— Task directions —
Can you copy out every one of the rows below, requests included, with each box coordinate in the answers scaled by 0.2 and rounded to a whole number, halves rounding up?

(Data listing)

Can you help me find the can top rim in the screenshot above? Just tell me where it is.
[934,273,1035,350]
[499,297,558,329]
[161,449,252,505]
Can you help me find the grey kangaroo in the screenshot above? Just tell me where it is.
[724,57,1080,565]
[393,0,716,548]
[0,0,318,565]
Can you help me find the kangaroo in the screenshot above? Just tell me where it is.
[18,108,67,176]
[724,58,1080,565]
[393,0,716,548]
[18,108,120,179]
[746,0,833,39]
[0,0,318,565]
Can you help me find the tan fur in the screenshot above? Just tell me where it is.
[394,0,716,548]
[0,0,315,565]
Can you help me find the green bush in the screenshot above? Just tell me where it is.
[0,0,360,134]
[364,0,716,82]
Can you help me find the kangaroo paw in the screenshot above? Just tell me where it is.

— Result of the exercise —
Can you help me find the can top rim in the screenshot above? Just tell me where it is.
[187,55,207,70]
[100,59,112,66]
[32,90,50,101]
Can you help me find the grey kangaroo in the screenshot above? Just tell me where it is.
[145,11,216,113]
[79,0,143,110]
[0,0,64,113]
Can you help me find the kangaroo in the screenshot above? Just tell me where it is.
[4,22,13,35]
[145,12,216,113]
[79,0,143,110]
[4,22,24,36]
[149,0,167,8]
[0,0,64,113]
Can you help me find the tan fur in the screenshot above? Just tell me where it is.
[79,0,143,110]
[0,0,63,113]
Can you help me find the green bush in the screenshot above? Just tell me where it is.
[0,0,72,27]
[73,0,143,16]
Can you help me find the kangaroo paw in the screenshot above? Just tell me where it is.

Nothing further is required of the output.